--- START OF Article ---

Applying Big Data in Innovative Ways as the Leader of a New Interdisciplinary Research Center
Big data has been attracting a great deal of attention in recent years, but there is still no real sense of the role it can play in society. NTT is now taking a giant step toward the widespread, practical application of big data analysis. Senior Distinguished Scientist Dr. Naonori Ueda is an active pioneer in the research of machine learning. We asked him about his career in research and about the Machine Learning Data Science Center that he directs.
Keywords: big data, machine learning, statistics
From an early interest in statistical learning theory to becoming an expert in machine learning
—Dr. Ueda, please tell us about your research career to date.
After receiving my M.S. degree in communication engineering from Osaka University in 1984, I entered the Electrical Communication Laboratories of Nippon Telegraph and Telephone Public Corporation in Yokosuka, Japan. At that time, I was assigned to a laboratory involved in the research and development (R&D) of image-processing and pattern-recognition technologies, but since the group was right in the middle of using their research results in practical applications, and as I was just a newcomer, I was relegated to doing tasks outside research such as taking the minutes of meetings and carrying magnetic tapes to other research sites. During whatever free time I had, I read books and papers on specialized topics to learn as much as I could, and I found myself yearning to become more involved in pure research.
One year later, Nippon Telegraph and Telephone Public Corporation was taken private to become NTT. I was given the task of covering up labels saying “Nippon Telegraph and Telephone Public Corporation” on a huge number of devices and fixtures with stickers having the name “NTT.” I remember with some fondness how I was buried under with this work for days on end and how I even surprised, if not angered, some female employees when I crawled under their desks to affix these stickers. NTT R&D was also targeted for restructuring, and with the establishment of NTT Human Interface Laboratories in 1987, some personnel including myself were transferred there, and I was assigned to do basic research in the field of computer vision. Specifically, I took up the theme of image understanding from line drawings, and it was at this time that I began to develop an interest in statistical learning theory.
Then, in 1991, I moved over to the newly established NTT Communication Science Laboratories in Keihanna and began doing basic research in the field of statistical machine learning (Fig. 1). The next ten years proved to be a very fulfilling time for me as I was able to immerse myself in research with stays at Purdue University in the United States as a visiting scholar, the University College London in the United Kingdom for short-term research, and elsewhere. Then, beginning in 2010, I served for about three years as director of NTT Communication Science Laboratories. Finally, in April 2013, I became a Senior Distinguished Scientist and in July, Director of the newly established Machine Learning Data Science Center (MLC). I should mention here that MLC was initially founded as a virtual organization in April 2013 but was launched as a formal organization in July 2013. My superiors said to me, “There are great expectations that MLC will bring machine learning and big data together and make a huge contribution to the R&D of big data applications at NTT.” As director, I take my position very seriously and realize that this is a heavy responsibility.

--- END OF Article ---

— Task requirements —
A. List every university named in the interview.
B. Copy from the interview the stretch from "One year later, Nippon" through "statistical learning theory.", word for word.
The records play no part in the work that follows the interview.

--- START OF Records ---

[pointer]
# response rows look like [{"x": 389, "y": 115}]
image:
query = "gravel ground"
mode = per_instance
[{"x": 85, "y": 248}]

--- END OF Records ---

— The answers —
A. Osaka University, Purdue University, University College London

B.
One year later, Nippon Telegraph and Telephone Public Corporation was taken private to become NTT. I was given the task of covering up labels saying “Nippon Telegraph and Telephone Public Corporation” on a huge number of devices and fixtures with stickers having the name “NTT.” I remember with some fondness how I was buried under with this work for days on end and how I even surprised, if not angered, some female employees when I crawled under their desks to affix these stickers. NTT R&D was also targeted for restructuring, and with the establishment of NTT Human Interface Laboratories in 1987, some personnel including myself were transferred there, and I was assigned to do basic research in the field of computer vision. Specifically, I took up the theme of image understanding from line drawings, and it was at this time that I began to develop an interest in statistical learning theory.